▶ _Short exercise_: Lay out the material as a Markdown table, from the line containing "-- sample [508,144]." through the end of the material. Use two columns, Number and Entry: give each line a row number and skip any blank lines.

▶ _Dataset excerpts_:
::::

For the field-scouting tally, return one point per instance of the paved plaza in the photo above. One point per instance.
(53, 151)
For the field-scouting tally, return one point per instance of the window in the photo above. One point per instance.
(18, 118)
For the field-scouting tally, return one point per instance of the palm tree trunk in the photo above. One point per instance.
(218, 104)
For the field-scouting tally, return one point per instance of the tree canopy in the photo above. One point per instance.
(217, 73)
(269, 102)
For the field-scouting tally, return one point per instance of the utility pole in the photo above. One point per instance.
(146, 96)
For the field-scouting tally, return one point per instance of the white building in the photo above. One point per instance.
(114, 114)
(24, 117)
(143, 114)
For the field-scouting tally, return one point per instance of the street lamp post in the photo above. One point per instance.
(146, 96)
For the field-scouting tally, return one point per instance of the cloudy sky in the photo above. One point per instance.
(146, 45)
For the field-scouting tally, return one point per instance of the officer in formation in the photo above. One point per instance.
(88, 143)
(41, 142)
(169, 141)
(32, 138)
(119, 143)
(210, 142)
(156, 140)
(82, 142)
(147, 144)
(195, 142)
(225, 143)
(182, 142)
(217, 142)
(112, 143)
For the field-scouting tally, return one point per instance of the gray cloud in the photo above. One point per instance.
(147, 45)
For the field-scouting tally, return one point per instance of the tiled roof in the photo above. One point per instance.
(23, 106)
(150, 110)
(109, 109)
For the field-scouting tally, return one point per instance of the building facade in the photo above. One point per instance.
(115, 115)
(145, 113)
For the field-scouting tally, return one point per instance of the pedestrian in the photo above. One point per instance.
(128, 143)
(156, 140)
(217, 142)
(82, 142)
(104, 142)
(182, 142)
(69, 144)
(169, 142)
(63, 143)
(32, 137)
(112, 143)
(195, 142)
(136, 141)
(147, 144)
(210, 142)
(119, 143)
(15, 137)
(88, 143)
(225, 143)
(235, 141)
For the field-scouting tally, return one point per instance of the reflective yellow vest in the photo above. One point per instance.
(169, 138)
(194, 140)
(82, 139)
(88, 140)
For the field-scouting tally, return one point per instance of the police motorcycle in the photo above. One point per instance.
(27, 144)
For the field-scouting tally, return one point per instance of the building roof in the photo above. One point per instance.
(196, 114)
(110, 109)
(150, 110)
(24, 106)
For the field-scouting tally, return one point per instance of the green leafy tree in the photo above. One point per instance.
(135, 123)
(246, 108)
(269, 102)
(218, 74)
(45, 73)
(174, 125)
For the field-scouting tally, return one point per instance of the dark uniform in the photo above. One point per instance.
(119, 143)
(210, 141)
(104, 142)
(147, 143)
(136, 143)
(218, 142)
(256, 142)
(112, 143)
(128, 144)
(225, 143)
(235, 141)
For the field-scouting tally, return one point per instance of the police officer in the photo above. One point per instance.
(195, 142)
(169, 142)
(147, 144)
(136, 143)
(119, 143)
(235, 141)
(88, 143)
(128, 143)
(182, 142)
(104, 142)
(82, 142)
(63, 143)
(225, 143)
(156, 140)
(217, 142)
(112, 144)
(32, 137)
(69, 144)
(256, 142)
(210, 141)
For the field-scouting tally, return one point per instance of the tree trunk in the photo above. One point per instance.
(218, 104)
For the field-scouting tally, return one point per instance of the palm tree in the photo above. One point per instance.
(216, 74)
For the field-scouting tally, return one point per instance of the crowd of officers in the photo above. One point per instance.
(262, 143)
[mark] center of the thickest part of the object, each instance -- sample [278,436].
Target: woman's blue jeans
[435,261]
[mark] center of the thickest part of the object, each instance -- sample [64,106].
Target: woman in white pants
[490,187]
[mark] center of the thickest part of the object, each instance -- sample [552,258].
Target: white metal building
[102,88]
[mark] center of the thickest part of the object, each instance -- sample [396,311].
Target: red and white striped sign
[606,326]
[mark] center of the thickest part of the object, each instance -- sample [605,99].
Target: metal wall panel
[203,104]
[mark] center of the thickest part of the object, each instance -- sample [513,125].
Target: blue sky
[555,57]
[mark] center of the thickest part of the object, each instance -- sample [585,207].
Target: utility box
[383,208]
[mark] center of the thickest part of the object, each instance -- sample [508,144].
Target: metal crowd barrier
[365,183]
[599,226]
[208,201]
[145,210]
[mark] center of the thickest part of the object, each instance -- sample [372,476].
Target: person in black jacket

::::

▶ _Solved problem_:
| Number | Entry |
|---|---|
| 1 | [mark] center of the thickest part of the object, each instance -- sample [508,144]. |
| 2 | Target: metal crowd barrier |
| 3 | [365,183] |
| 4 | [599,226] |
| 5 | [208,201] |
| 6 | [145,210] |
| 7 | [mark] center of the thickest part of the object, each instance -- sample [372,476]. |
| 8 | Target: person in black jacket |